**Instructions for the task**
A faithful, word-for-word copy of the data below is required, without pictures.

:: Data for this exercise ::

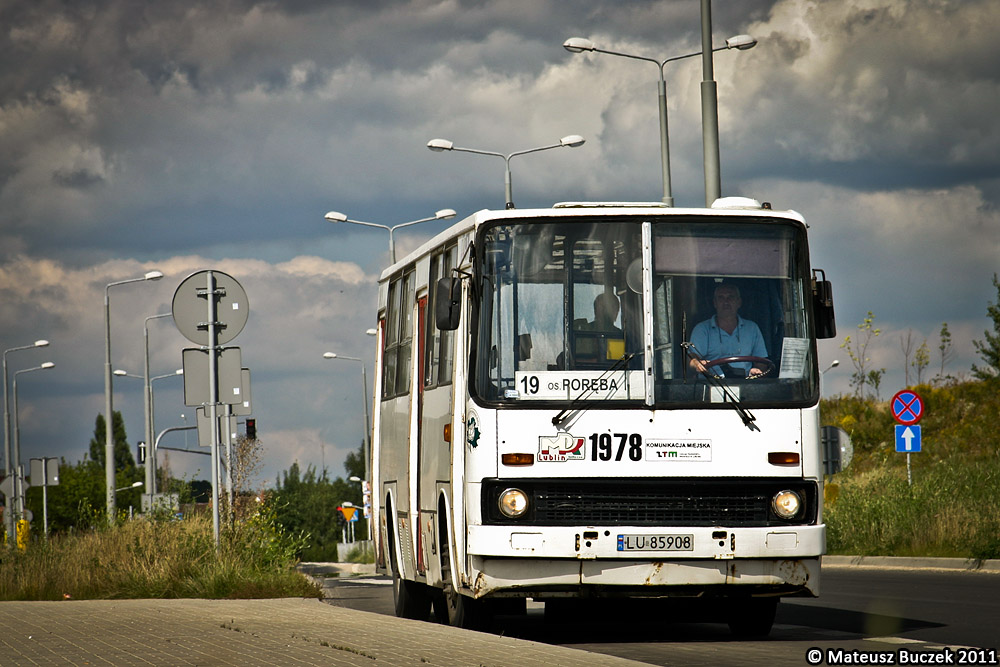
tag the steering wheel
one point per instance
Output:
(753, 360)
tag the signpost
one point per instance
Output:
(907, 409)
(210, 309)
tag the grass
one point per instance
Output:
(155, 559)
(952, 508)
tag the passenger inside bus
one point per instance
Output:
(727, 334)
(600, 340)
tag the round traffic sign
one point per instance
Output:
(907, 407)
(190, 308)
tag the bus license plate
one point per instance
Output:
(656, 543)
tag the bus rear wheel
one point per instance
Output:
(409, 598)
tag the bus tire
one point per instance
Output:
(752, 618)
(463, 611)
(409, 598)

:::

**The completed task**
tag the steering wheel
one point per instance
Output:
(753, 360)
tag the signpost
one point per instance
Output:
(907, 409)
(210, 309)
tag the grass
one point per instance
Output:
(155, 559)
(952, 508)
tag the passenger inside bus
one point per instance
Output:
(727, 334)
(600, 340)
tag the round traffic sign
one point per instance
Output:
(907, 407)
(190, 308)
tag the bus license plate
one point per instance
Output:
(656, 543)
tag the bus rear wheel
one point per instance
Output:
(409, 598)
tag the bus tire
one point per instance
Output:
(752, 618)
(463, 611)
(409, 598)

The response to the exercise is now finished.